• WHAT TO WORK ON:
1 > Reproduce the mailing-list post about read.csv word for word, starting with "Martin Maechler maechler" and going on through "reiterating Jianling said...)".
2 > Write the next part of the mailing-list post about read.csv, picking up after its final sentence.

[R] about data problem

Martin Maechler maechler at stat.math.ethz.ch
Wed Sep 21 13:01:20 CEST 2016


>>>>> Joe Ceradini <joeceradini at gmail.com>
>>>>>     on Tue, 20 Sep 2016 17:06:17 -0600 writes:

    > read.csv("your_data.csv", stringsAsFactors=FALSE)
    > (I'm just reiterating Jianling said...)

If you do not have very many columns, and want to become more
efficient and knowledgeable,
I strongly recommend alternatively to use the 'colClasses' argument
to read.csv or read.table (they are the same apart from defaults
for arguments!) and set "numeric" for numeric columns.

(Records of labeled boxes)

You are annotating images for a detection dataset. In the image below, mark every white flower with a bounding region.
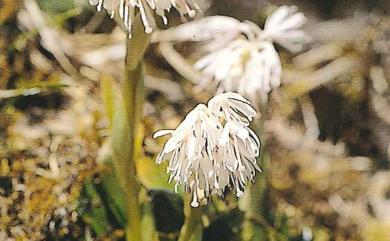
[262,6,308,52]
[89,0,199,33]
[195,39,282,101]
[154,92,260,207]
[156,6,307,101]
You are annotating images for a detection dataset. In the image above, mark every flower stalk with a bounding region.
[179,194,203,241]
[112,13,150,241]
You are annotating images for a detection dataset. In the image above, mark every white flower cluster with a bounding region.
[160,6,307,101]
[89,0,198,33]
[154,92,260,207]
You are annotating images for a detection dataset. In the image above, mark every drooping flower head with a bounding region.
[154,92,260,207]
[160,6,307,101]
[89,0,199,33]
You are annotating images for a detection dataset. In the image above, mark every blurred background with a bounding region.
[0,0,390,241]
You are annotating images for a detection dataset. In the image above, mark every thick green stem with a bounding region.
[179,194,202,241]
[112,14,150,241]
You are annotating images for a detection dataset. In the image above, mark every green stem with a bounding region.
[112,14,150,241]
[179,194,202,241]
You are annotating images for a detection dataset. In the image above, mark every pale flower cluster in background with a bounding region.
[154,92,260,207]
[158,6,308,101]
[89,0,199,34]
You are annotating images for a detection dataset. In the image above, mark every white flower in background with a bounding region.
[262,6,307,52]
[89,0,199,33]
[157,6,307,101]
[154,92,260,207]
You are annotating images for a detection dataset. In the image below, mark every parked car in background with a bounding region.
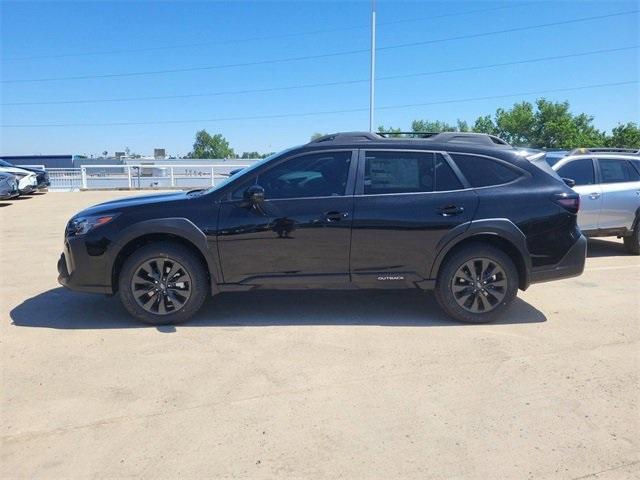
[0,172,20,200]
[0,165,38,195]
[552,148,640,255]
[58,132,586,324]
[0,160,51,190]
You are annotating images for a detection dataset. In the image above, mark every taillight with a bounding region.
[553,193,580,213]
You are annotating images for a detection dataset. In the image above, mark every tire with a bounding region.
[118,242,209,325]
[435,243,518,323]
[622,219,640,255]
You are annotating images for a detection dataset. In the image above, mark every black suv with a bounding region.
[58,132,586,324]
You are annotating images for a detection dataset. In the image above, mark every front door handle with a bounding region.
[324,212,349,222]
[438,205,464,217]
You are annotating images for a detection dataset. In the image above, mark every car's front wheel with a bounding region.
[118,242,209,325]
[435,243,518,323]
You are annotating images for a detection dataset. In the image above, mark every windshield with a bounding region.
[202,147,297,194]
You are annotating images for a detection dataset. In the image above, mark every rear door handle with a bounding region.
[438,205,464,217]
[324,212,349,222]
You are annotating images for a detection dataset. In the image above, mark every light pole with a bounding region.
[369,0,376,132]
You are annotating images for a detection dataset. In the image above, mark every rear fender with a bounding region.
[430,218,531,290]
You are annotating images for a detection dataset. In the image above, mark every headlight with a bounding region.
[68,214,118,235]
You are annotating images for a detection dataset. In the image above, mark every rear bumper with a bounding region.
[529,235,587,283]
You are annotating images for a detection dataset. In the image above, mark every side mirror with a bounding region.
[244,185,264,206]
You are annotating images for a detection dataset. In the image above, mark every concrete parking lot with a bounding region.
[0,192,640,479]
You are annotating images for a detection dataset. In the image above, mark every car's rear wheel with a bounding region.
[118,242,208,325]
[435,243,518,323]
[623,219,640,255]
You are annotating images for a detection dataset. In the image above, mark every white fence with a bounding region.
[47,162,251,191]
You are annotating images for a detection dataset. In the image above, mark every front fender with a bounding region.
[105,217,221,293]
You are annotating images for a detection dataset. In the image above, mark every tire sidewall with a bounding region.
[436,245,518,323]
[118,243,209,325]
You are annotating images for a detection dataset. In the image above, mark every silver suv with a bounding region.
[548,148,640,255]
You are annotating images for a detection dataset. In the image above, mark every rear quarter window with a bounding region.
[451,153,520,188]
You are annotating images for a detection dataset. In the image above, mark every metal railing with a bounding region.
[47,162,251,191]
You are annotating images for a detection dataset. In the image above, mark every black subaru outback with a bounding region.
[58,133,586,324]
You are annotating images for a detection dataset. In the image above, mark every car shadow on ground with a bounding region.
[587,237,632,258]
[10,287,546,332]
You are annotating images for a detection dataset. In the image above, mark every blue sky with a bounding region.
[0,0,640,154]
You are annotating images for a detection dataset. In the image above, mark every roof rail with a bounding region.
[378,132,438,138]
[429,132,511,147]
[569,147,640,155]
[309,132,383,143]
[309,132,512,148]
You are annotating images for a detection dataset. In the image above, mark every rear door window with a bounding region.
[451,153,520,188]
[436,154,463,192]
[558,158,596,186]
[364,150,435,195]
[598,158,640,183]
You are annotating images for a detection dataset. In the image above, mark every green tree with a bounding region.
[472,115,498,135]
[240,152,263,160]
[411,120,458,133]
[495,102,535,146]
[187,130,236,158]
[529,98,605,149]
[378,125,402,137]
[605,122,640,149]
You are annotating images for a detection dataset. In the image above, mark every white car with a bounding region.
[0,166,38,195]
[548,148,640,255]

==

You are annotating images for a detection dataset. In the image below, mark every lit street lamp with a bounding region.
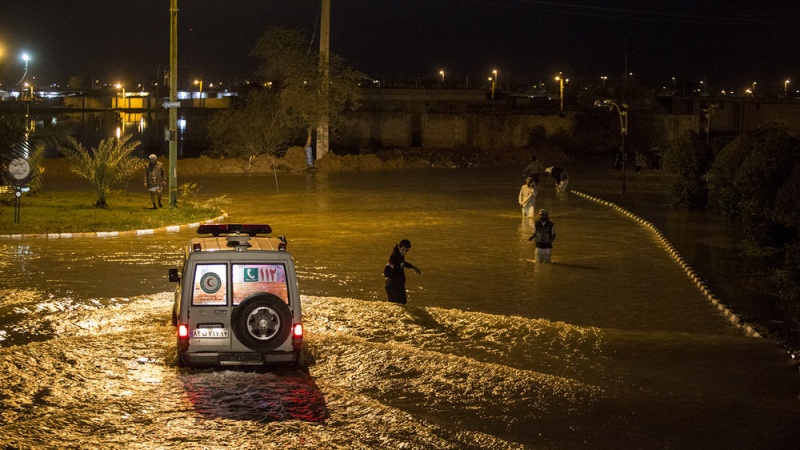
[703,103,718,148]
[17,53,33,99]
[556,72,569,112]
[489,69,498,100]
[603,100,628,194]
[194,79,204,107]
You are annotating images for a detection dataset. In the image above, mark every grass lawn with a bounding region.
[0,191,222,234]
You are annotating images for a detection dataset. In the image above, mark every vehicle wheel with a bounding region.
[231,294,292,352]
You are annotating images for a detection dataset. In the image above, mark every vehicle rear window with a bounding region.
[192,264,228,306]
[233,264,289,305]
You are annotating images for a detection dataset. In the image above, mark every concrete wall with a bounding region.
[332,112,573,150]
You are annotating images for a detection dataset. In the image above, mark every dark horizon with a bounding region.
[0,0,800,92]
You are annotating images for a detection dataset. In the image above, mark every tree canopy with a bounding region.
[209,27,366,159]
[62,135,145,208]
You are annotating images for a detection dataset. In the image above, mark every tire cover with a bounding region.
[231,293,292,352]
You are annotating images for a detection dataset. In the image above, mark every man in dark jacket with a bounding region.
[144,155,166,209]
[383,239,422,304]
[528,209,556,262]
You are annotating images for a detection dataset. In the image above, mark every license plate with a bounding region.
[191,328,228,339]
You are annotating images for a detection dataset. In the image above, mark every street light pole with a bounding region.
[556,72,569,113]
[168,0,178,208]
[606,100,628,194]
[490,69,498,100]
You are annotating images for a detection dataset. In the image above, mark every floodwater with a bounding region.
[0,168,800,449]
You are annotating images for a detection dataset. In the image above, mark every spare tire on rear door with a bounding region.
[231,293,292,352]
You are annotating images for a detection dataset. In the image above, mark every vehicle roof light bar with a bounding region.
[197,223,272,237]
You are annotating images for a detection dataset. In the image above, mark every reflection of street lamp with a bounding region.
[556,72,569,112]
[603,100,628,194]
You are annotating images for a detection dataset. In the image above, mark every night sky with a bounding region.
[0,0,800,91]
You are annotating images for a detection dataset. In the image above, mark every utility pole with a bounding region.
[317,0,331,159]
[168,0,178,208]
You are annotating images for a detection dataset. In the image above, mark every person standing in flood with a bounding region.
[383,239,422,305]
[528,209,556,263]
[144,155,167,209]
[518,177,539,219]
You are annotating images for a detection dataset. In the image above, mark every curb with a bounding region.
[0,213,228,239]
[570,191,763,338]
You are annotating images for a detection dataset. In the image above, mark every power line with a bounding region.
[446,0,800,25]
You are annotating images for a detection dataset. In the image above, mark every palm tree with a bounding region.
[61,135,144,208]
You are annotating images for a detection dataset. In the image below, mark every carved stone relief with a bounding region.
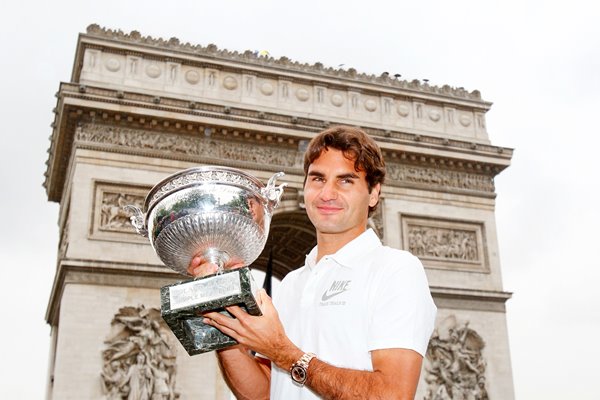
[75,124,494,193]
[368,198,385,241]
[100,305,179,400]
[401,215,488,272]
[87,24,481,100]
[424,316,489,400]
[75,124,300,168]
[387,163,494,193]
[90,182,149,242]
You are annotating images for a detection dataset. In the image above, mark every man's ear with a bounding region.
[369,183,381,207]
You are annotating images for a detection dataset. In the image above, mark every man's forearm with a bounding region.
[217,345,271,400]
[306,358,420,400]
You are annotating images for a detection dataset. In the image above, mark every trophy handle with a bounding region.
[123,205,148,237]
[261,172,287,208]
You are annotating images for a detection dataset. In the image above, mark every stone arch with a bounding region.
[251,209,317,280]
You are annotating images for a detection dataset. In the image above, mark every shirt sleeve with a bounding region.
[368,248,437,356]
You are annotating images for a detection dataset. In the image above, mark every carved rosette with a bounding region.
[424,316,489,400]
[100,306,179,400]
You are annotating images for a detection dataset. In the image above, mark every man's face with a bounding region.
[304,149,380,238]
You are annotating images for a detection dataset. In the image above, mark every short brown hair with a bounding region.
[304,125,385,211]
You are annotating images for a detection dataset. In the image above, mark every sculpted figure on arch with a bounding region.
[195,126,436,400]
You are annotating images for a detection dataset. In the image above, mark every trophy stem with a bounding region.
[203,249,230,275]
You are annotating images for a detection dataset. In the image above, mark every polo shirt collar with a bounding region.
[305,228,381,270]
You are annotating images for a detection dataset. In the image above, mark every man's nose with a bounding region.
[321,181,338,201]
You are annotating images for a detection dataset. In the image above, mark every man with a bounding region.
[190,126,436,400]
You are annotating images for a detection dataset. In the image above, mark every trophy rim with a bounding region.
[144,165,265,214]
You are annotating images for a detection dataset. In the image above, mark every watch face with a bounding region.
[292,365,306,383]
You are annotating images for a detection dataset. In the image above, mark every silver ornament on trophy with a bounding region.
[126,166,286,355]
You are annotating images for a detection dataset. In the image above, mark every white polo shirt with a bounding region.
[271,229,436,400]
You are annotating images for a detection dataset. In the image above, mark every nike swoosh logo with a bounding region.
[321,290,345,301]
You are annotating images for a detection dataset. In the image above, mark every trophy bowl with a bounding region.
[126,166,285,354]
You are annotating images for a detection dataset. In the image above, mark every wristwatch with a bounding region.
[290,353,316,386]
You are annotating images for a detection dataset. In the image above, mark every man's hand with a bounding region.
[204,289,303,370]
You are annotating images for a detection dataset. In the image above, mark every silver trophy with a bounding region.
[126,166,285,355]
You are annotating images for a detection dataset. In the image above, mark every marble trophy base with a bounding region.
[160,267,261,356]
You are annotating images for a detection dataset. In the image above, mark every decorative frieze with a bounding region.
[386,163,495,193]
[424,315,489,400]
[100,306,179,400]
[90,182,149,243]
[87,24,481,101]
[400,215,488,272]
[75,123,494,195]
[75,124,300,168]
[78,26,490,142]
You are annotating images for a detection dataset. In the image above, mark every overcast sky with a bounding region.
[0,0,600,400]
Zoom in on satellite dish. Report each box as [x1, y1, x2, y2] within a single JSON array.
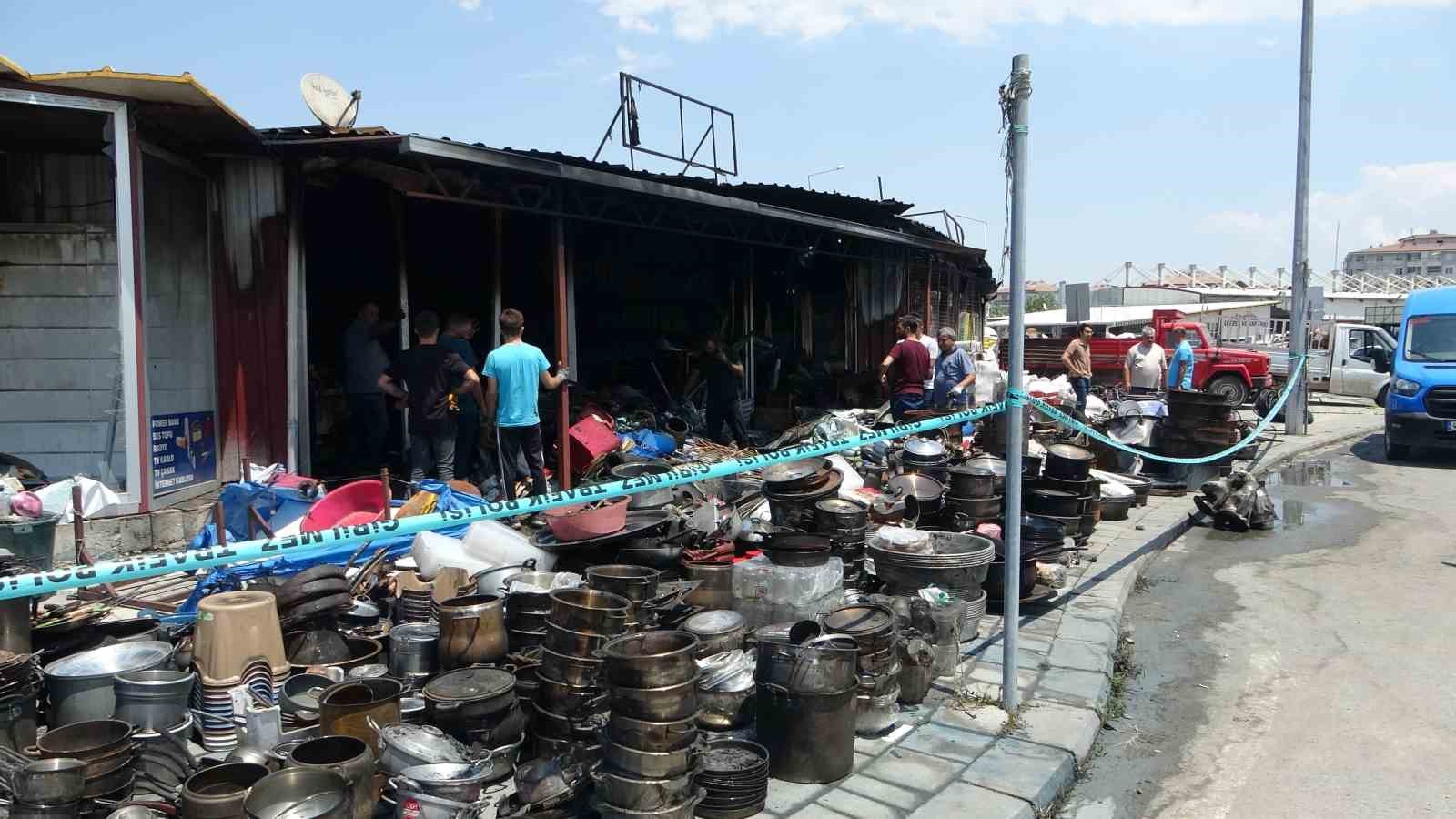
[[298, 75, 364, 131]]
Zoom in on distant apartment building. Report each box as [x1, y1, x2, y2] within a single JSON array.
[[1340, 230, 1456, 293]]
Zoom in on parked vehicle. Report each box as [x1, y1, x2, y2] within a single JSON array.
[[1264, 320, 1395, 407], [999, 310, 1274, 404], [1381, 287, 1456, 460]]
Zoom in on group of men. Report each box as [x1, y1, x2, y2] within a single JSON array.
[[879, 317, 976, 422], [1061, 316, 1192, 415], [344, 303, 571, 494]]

---

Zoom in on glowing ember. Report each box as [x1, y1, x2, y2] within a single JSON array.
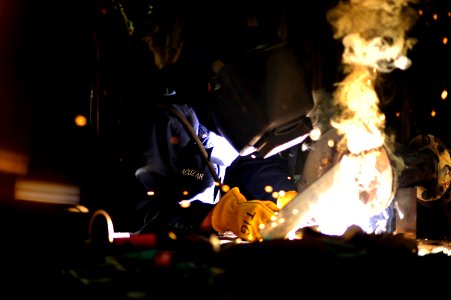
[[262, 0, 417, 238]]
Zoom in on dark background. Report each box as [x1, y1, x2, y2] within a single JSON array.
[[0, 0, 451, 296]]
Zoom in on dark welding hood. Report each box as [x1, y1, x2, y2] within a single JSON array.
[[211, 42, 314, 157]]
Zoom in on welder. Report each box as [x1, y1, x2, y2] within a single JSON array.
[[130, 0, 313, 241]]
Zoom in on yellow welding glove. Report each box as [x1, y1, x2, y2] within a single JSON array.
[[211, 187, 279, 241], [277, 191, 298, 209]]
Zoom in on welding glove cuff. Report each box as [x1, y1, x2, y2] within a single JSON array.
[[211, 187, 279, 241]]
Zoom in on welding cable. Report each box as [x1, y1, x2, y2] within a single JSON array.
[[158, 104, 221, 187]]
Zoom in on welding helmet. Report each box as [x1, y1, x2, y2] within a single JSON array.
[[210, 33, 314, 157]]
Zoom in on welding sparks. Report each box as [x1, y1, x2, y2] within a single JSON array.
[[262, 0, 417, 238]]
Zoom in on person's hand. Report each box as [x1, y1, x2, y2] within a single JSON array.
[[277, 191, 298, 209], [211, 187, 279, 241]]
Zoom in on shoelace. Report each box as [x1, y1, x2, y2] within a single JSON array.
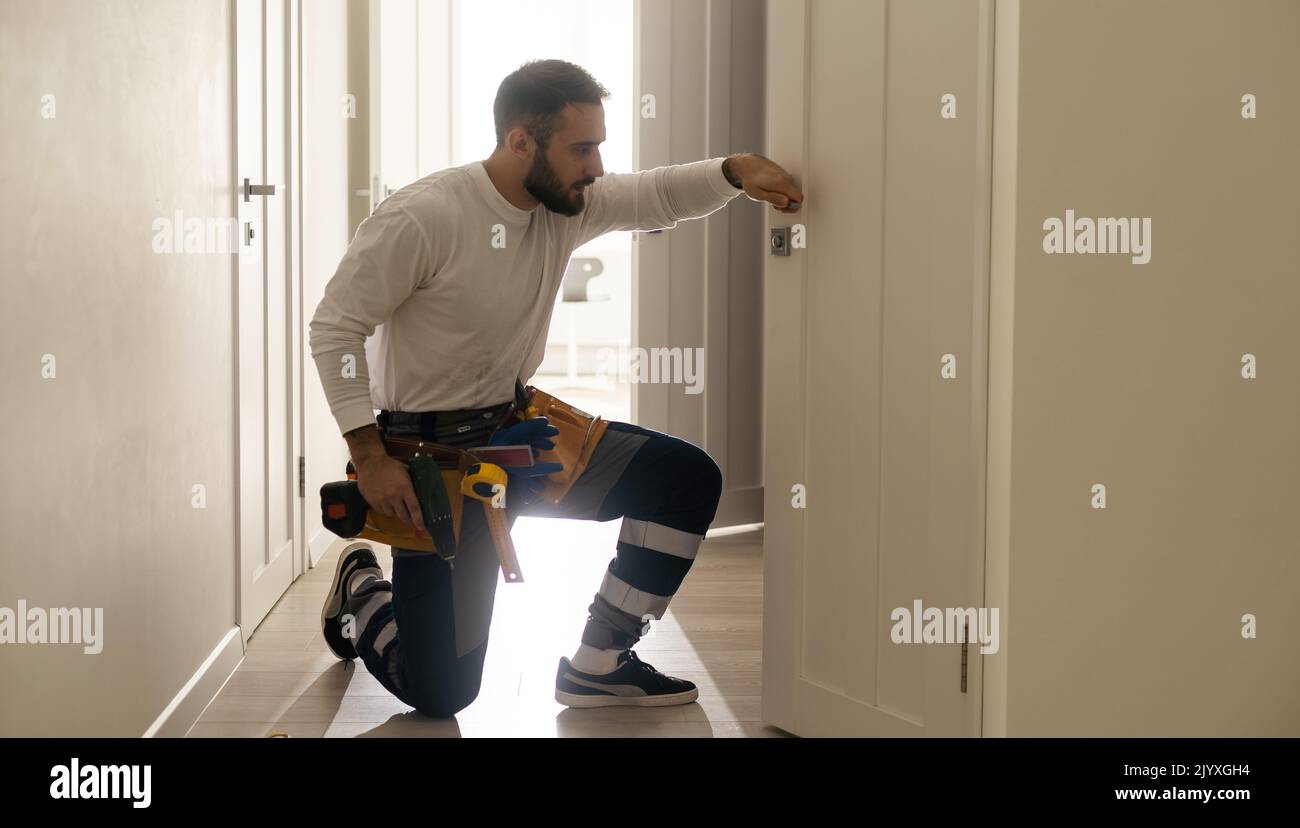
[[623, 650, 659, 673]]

• RESPONSES TO THE EXERCISE:
1 >
Martin Maechler maechler at stat.math.ethz.ch
Wed Sep 21 13:01:20 CEST 2016


>>>>> Joe Ceradini <joeceradini at gmail.com>
>>>>>     on Tue, 20 Sep 2016 17:06:17 -0600 writes:

    > read.csv("your_data.csv", stringsAsFactors=FALSE)
    > (I'm just reiterating Jianling said...)

2 >
This has a similar effect to the *combination* of
 1)  stringsAsFactors = FALSE
 2)  foo <- as.numeric(foo) # for respective columns

Martin


    > Joe

    > On Tue, Sep 20, 2016 at 4:56 PM, lily li <chocold12 at gmail.com> wrote:

    >> Is there a function in read.csv that I can use to avoid converting numeric
    >> to factor? Thanks a lot.
    >> 
    >> 
    >> 
    >> On Tue, Sep 20, 2016 at 4:42 PM, lily li <chocold12 at gmail.com> wrote:
    >> 
    >> > Thanks. Then what should I do to solve the problem?
    >> >
    >> > On Tue, Sep 20, 2016 at 4:30 PM, Jeff Newmiller <
    >> jdnewmil at dcn.davis.ca.us>
    >> > wrote:
    >> >
    >> >> I suppose you can do what works for your data, but I wouldn't recommend
    >> >> na.rm=TRUE because it hides problems rather than clarifying them.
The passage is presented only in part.